REQUIREMENTS
Write out the lines from the one containing "Task: tag the brown" through the end of the items, replacing "downspout" with "drainpipe" and leaving everything else unchanged.

Extracted items
--------------------------------------------------

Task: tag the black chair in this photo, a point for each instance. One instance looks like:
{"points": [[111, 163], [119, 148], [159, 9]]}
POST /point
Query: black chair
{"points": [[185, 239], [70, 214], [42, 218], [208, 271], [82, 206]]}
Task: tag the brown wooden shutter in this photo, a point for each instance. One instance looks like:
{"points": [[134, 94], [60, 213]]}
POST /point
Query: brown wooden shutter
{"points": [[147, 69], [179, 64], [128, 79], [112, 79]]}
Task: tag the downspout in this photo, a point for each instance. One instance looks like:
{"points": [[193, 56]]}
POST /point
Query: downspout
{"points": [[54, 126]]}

--------------------------------------------------

COMPLETE OUTPUT
Task: tag the brown wooden shutter in this photo, a point for each instance. One instance looks like:
{"points": [[134, 94], [60, 213]]}
POST /point
Query: brown wooden shutter
{"points": [[147, 69], [179, 64], [128, 79], [112, 79]]}
Task: tag the drainpipe in this photo, a point for each instance. One instance looks like:
{"points": [[193, 56]]}
POST /point
Query: drainpipe
{"points": [[54, 126]]}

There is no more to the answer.